## Document segment
========================================================================
Sigh. I simply can’t express how much I hated this book. Of course, as I will now enumerate many of the things that made me so intensely dislike the book, that is sort of a silly statement, but you get the point, right?
Let’s see, where do I start. The good. The cover is terrific. The art is beautifully done, and it makes you want to read the book. You are expecting to find a strong, paranormal female heroine inside, and in some ways that is what you get. The main character, Reya, is a Redeemer, basically the last entity you see before the Grim Reaper comes to sweep you away to where you are going.
While it sounded like a Paranormal/Urban Fantasy thriller, what you get instead is a mishmash of Christian mythos and crystals, New Age philosophy and lei lines as Angelic power points, Atlantis and six dimensional physics, all rolled into a snarled bundle of “let’s put in a little something for everyone” that was, well, absurd. The Christians will hate it for the new age philosophy; the New Agers will hate it for turning their beliefs into a joke; and the scientists will just laugh uproariously. Of course, I did run across a New Ager once that said that anything bad that happened to you (she was talking to a cancer patient at the time-a cancer patient with small children who would be without their mother soon) “brought it on herself because she must have been putting bad vibes out into the universe.” Yes, I did slap her silly.
========================================================================
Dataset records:
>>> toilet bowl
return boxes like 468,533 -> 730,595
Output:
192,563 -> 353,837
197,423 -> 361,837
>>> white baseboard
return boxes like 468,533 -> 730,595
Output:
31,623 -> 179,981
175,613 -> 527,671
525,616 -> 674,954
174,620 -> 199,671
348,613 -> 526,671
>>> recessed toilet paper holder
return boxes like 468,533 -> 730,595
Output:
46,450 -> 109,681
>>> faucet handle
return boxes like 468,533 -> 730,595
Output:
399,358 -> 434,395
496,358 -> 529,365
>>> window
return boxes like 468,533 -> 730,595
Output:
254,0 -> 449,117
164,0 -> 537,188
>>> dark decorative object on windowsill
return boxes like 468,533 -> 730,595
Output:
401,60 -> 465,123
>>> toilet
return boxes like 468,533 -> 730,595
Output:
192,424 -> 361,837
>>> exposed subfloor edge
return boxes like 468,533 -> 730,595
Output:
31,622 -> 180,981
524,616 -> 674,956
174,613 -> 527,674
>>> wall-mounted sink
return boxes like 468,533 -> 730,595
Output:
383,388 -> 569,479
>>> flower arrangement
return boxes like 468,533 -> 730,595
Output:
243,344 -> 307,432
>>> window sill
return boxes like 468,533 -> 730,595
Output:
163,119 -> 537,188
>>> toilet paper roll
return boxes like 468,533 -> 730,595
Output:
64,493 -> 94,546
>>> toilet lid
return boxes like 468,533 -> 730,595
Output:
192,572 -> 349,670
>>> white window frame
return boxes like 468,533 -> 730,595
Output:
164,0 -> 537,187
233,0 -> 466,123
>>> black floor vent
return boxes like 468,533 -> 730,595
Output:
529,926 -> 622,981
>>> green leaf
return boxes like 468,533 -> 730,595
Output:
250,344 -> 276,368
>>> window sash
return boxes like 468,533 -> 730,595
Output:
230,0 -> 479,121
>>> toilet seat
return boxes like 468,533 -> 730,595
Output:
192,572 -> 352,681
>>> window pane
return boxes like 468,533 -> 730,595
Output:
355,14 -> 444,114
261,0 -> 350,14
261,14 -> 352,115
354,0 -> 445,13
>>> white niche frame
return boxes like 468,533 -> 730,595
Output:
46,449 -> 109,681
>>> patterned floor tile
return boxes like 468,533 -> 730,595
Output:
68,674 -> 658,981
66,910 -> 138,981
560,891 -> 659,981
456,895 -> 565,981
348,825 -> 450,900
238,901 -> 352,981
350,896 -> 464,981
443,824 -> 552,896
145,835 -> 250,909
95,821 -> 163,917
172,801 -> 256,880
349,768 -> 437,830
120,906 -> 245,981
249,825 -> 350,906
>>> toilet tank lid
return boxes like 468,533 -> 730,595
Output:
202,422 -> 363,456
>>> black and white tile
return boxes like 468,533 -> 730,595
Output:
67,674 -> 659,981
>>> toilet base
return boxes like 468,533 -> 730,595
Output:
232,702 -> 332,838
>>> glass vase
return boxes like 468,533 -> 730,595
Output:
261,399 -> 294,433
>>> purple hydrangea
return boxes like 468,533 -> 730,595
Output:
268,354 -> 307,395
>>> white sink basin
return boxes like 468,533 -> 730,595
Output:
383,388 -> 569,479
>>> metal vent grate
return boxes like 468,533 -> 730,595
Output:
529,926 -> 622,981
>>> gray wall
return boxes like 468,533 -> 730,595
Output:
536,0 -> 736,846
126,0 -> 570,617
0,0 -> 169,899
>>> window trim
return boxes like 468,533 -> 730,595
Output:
========================================================================
## Action item
Reproduce the passage of the book review starting at "Let’s see, where" and ending at "you are going.", word for word.

## Output for this exercise
Let’s see, where do I start. The good. The cover is terrific. The art is beautifully done, and it makes you want to read the book. You are expecting to find a strong, paranormal female heroine inside, and in some ways that is what you get. The main character, Reya, is a Redeemer, basically the last entity you see before the Grim Reaper comes to sweep you away to where you are going.